**Problem details**
Keeping every word and mark, copy all of the data.
--- START ---
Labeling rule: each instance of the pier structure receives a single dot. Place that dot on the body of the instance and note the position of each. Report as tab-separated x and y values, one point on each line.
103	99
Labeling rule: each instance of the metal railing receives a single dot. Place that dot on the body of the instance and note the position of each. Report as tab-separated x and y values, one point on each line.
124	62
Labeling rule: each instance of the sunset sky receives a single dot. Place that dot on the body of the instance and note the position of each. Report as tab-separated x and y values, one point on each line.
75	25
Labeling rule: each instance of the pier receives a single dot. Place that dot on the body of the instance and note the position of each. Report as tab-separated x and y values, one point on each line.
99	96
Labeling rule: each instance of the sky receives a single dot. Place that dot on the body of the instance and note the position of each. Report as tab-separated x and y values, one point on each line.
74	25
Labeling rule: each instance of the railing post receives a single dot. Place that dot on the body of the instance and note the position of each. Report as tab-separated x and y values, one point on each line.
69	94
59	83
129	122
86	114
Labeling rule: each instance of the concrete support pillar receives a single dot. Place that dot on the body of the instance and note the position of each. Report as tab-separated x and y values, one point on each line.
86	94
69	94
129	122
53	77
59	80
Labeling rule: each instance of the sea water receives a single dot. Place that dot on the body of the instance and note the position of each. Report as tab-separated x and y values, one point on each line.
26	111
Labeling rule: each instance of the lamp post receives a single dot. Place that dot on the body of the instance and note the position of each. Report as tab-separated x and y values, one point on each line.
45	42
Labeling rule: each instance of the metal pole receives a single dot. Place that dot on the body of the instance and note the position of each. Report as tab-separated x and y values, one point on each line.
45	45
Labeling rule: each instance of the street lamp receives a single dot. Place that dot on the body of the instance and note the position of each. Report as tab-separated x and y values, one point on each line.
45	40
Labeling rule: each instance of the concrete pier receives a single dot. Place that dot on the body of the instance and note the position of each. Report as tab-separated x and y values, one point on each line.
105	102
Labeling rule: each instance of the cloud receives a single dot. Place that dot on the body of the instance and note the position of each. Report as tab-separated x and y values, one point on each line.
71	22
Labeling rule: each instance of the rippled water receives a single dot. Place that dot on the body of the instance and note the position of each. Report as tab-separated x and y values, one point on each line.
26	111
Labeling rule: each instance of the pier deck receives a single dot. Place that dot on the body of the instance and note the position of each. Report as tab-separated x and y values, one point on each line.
--- END ---
**Solved problem**
Labeling rule: each instance of the pier structure receives a single dot. Place that dot on the body of the instance and note the position of each. Report as tab-separated x and y values, one point on each line.
103	99
Labeling rule: each instance of the metal railing receives a single dot. Place that dot on the body of the instance and note the position of each. Report as tab-separated x and y values, one point on each line.
124	62
Labeling rule: each instance of the sunset sky receives a single dot. Place that dot on the body of the instance and note the position of each. Report as tab-separated x and y values, one point on each line.
75	25
Labeling rule: each instance of the pier receives a single dot. Place that dot on the body of the instance and note the position of each. Report as tab-separated x and y values, one point on each line.
99	96
Labeling rule: each instance of the sky receives a single dot. Place that dot on the body of the instance and note the position of each. Report as tab-separated x and y values, one point on each line.
74	25
Labeling rule: each instance of the railing post receives a single dot. Place that dot on the body of the instance and note the position of each. Report as tab-separated x and y values, one point on each line.
69	94
59	83
129	122
86	114
Labeling rule: each instance of the concrete support pillar receives a single dot. Place that dot on the body of the instance and note the position of each. Report as tab-separated x and y values, one point on each line.
86	94
69	94
129	122
53	77
59	80
Labeling rule: each instance of the sea water receives a single dot. Place that dot on the body of the instance and note the position of each. Report as tab-separated x and y values, one point on each line.
26	111
Labeling rule: each instance of the lamp post receives a single dot. Place that dot on the body of the instance and note the position of each. Report as tab-separated x and y values, one point on each line.
45	42
Labeling rule: each instance of the metal pole receives a single dot. Place that dot on the body of the instance and note the position of each. Report as tab-separated x and y values, one point on each line.
45	45
Labeling rule: each instance of the street lamp receives a single dot. Place that dot on the body of the instance and note the position of each. Report as tab-separated x and y values, one point on each line.
45	40
Labeling rule: each instance of the concrete pier receives a single dot. Place that dot on the body of the instance and note the position of each. Report as tab-separated x and y values, one point on each line.
105	102
Labeling rule: each instance of the cloud receives a single dot. Place that dot on the body of the instance and note the position of each. Report as tab-separated x and y values, one point on each line.
71	22
Labeling rule: each instance of the rippled water receives a single dot. Place that dot on the body of the instance and note the position of each. Report as tab-separated x and y values, one point on each line.
26	111
Labeling rule: each instance of the pier deck receives a single dot. Place that dot on the body of the instance and note the position of each. Report as tab-separated x and y values, one point on each line.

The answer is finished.